**SET EXERCISE 1:**
In the email thread about cpufreq frequency updates, which two functions are said to be the only callers of update_cfs_rq_load_avg()?
**SET EXERCISE 2:**
Extend the email thread about cpufreq frequency updates, picking up after its final sentence.

**SOURCE:**
◆ ◆ ◆

On Tue, 12 Nov 2019 at 18:11, Valentin Schneider
<valentin.schneider@arm.com> wrote:
>
> Hi Vincent,
>
> I didn't see anything in that reply, was that just a spurious email?

there were a typo in one email address in the 1st message

>
> On 12/11/2019 15:05, Vincent Guittot wrote:
> > Le Tuesday 12 Nov 2019 à 15:48:13 (+0100), Vincent Guittot a écrit :
> >> update_cfs_rq_load_avg() calls cfs_rq_util_change() everytime pelt decays,
> >> which might be inefficient when cpufreq driver has rate limitation.
> >>
> >> When a task is attached on a CPU, we have call path:
> >>
> >> update_blocked_averages()
> >>   update_cfs_rq_load_avg()
> >>     cfs_rq_util_change -- > trig frequency update
> >>   attach_entity_load_avg()
> >>     cfs_rq_util_change -- > trig frequency update
> >>
> >> The 1st frequency update will not take into account the utilization of the
> >> newly attached task and the 2nd one might be discard because of rate
> >> limitation of the cpufreq driver.
> >>
> >> update_cfs_rq_load_avg() is only called by update_blocked_averages()
> >> and update_load_avg() so we can move the call to
> >> {cfs_rq,cpufreq}_util_change() into these 2 functions. It's also
> >> interesting to notice that update_load_avg() already calls directly
> >> cfs_rq_util_change() for !SMP case.
> >>
> >> This changes will also ensure that cpufreq_update_util() is called even
> >> when there is no more CFS rq in the leaf_cfs_rq_list to update but only
> >> irq, rt or dl pelt signals.

◆ ◆ ◆

**GIVEN INFORMATION:**
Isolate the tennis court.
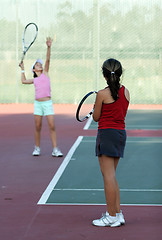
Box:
[39,110,162,205]
[0,104,162,240]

◆ ◆ ◆

**EXERCISE ANSWER 1:**
update_blocked_averages() and update_load_avg()

**EXERCISE ANSWER 2:**
> >>
> >> Reported-by: Doug Smythies <dsmythies@telus.net>
> >> Fixes: 039ae8bcf7a5 ("sched/fair: Fix O(nr_cgroups) in the load balancing path")
> >> Signed-off-by: Vincent Guittot <vincent.guittot@linaro.org>
> >>
> >> ---
> >>
> >> I have just rebased the patch on latest tip/sched/core and made it a proper
> >> patchset after Doug reported that the problem has diseappeared according to
> >> his 1st results but tests results are not all based on the same v5.4-rcX
> >> and with menu instead of teo governor.
> >>
> >>  kernel/sched/fair.c | 33 +++++++++++++++++++++------------
> >>  1 file changed, 21 insertions(+), 12 deletions(-)
> >>
> >> diff --git a/kernel/sched/fair.c b/kernel/sched/fair.c
> >> index e458f52..c93d534 100644
> >> --- a/kernel/sched/fair.c
> >> +++ b/kernel/sched/fair.c
> >> @@ -3508,9 +3508,6 @@ update_cfs_rq_load_avg(u64 now, struct cfs_rq *cfs_rq)
> >>      cfs_rq->load_last_update_time_copy = sa->last_update_time;
> >>  #endif
> >>
> >> -    if (decayed)
> >> -            cfs_rq_util_change(cfs_rq, 0);
> >> -
> >>      return decayed;
> >>  }
> >>
> >> @@ -3620,8 +3617,12 @@ static inline void update_load_avg(struct cfs_rq *cfs_rq, struct sched_entity *s
> >>              attach_entity_load_avg(cfs_rq, se, SCHED_CPUFREQ_MIGRATION);
> >>              update_tg_load_avg(cfs_rq, 0);
> >>
> >> -    } else if (decayed && (flags & UPDATE_TG))
> >> -            update_tg_load_avg(cfs_rq, 0);
> >> +    } else if (decayed) {
> >> +            cfs_rq_util_change(cfs_rq, 0);
> >> +
> >> +            if (flags & UPDATE_TG)
> >> +                    update_tg_load_avg(cfs_rq, 0);
> >> +    }
> >>  }
> >>
> >>  #ifndef CONFIG_64BIT
> >> @@ -7484,6 +7485,7 @@ static void update_blocked_averages(int cpu)
> >>      const struct sched_class *curr_class;
> >>      struct rq_flags rf;
> >>      bool done = true;
> >> +    int decayed = 0;
> >>
> >>      rq_lock_irqsave(rq, &rf);
> >>      update_rq_clock(rq);
> >> @@ -7493,9 +7495,9 @@ static void update_blocked_averages(int cpu)
> >>       * that RT, DL and IRQ signals have been updated before updating CFS.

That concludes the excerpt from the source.